TASK INPUT:
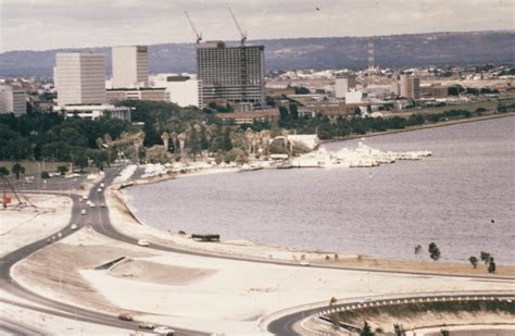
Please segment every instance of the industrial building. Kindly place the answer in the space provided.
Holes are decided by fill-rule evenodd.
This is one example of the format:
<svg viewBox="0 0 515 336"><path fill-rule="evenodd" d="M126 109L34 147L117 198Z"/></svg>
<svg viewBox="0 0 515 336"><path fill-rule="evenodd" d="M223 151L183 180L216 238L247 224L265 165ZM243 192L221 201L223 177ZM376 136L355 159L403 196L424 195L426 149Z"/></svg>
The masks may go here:
<svg viewBox="0 0 515 336"><path fill-rule="evenodd" d="M0 113L27 113L27 94L10 85L0 85Z"/></svg>
<svg viewBox="0 0 515 336"><path fill-rule="evenodd" d="M356 76L354 74L337 75L335 80L335 97L343 99L346 98L346 94L355 87Z"/></svg>
<svg viewBox="0 0 515 336"><path fill-rule="evenodd" d="M58 52L53 70L58 104L105 102L105 55L93 52Z"/></svg>
<svg viewBox="0 0 515 336"><path fill-rule="evenodd" d="M146 46L113 47L113 88L149 85L149 52Z"/></svg>
<svg viewBox="0 0 515 336"><path fill-rule="evenodd" d="M197 78L202 105L211 101L265 101L264 46L229 47L223 41L197 45Z"/></svg>

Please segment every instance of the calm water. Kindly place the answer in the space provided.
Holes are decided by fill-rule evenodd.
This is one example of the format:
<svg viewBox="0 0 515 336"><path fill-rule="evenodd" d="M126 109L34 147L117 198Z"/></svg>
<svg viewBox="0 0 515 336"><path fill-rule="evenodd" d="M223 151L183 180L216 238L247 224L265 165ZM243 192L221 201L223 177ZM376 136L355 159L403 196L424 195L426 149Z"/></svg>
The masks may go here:
<svg viewBox="0 0 515 336"><path fill-rule="evenodd" d="M431 150L422 161L188 176L127 192L143 222L173 232L398 259L414 259L417 244L426 259L435 241L442 260L466 261L485 250L498 264L515 264L514 123L504 117L364 140L381 150Z"/></svg>

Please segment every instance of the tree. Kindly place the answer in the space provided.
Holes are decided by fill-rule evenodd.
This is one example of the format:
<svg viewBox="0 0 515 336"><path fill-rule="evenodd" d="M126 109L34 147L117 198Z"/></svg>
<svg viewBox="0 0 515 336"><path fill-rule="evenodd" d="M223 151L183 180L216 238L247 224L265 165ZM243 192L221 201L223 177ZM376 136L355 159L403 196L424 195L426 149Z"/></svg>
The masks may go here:
<svg viewBox="0 0 515 336"><path fill-rule="evenodd" d="M495 262L493 257L490 257L490 264L488 265L488 273L495 273Z"/></svg>
<svg viewBox="0 0 515 336"><path fill-rule="evenodd" d="M67 165L59 165L58 166L58 172L59 174L61 175L64 175L66 174L66 172L68 171L68 166ZM41 173L42 174L42 173ZM42 176L42 175L41 175Z"/></svg>
<svg viewBox="0 0 515 336"><path fill-rule="evenodd" d="M374 336L374 333L372 332L372 328L368 322L365 321L365 324L363 325L360 336Z"/></svg>
<svg viewBox="0 0 515 336"><path fill-rule="evenodd" d="M435 242L429 244L428 251L429 251L429 258L431 258L432 261L437 261L438 259L440 259L440 256L441 256L440 249Z"/></svg>
<svg viewBox="0 0 515 336"><path fill-rule="evenodd" d="M0 166L0 175L8 176L9 170L4 166Z"/></svg>
<svg viewBox="0 0 515 336"><path fill-rule="evenodd" d="M20 164L20 162L16 162L13 164L13 166L11 167L11 172L16 175L16 179L20 179L20 174L24 174L25 173L25 167L23 165Z"/></svg>
<svg viewBox="0 0 515 336"><path fill-rule="evenodd" d="M481 259L481 261L485 261L486 265L488 265L488 263L490 262L490 259L492 258L492 256L489 252L481 251L479 253L479 258Z"/></svg>

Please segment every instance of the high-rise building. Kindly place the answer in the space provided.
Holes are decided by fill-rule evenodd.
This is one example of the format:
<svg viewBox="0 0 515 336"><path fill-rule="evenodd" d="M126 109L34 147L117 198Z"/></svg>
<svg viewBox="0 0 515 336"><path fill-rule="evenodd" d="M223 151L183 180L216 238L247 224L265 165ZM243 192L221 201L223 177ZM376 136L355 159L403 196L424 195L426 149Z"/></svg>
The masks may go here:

WHAT YOU HAVE TO DO:
Reproduce the records verbatim, starting at their beginning and ending at the line containing "150L422 161L188 176L127", with both ends included. Leave the pictures out of the copy.

RESULT FOR THIS TASK:
Please segment every instance of the industrial building. Kindly place the answer in the space provided.
Holes are decided by fill-rule evenodd.
This is one example of the format:
<svg viewBox="0 0 515 336"><path fill-rule="evenodd" d="M126 109L34 147L117 198Z"/></svg>
<svg viewBox="0 0 515 336"><path fill-rule="evenodd" d="M223 151L183 180L216 238L247 224L265 165ZM243 192L221 201L223 177ZM376 136L355 159L403 196L424 195L426 149Z"/></svg>
The masks may go here:
<svg viewBox="0 0 515 336"><path fill-rule="evenodd" d="M0 113L27 113L27 94L10 85L0 85Z"/></svg>
<svg viewBox="0 0 515 336"><path fill-rule="evenodd" d="M356 76L354 74L337 75L335 80L335 97L343 99L346 98L346 94L355 87Z"/></svg>
<svg viewBox="0 0 515 336"><path fill-rule="evenodd" d="M58 52L53 70L58 104L105 102L105 55L93 52Z"/></svg>
<svg viewBox="0 0 515 336"><path fill-rule="evenodd" d="M146 46L113 47L113 88L149 85L149 52Z"/></svg>
<svg viewBox="0 0 515 336"><path fill-rule="evenodd" d="M197 78L202 105L211 101L265 101L264 46L229 47L223 41L197 45Z"/></svg>

Please segment every instance of the calm water. Kindly place the answer in the space provided.
Holes are decided by fill-rule evenodd.
This is one example of the format:
<svg viewBox="0 0 515 336"><path fill-rule="evenodd" d="M126 109L34 147L117 198Z"/></svg>
<svg viewBox="0 0 515 336"><path fill-rule="evenodd" d="M223 151L183 180L216 238L247 224L265 165ZM243 192L221 201L223 177ZM376 136L355 159L403 196L424 195L426 149Z"/></svg>
The masks may go here:
<svg viewBox="0 0 515 336"><path fill-rule="evenodd" d="M431 150L422 161L188 176L127 192L143 222L173 232L398 259L414 259L417 244L426 259L435 241L442 260L466 261L485 250L498 264L515 264L514 123L504 117L364 140L381 150Z"/></svg>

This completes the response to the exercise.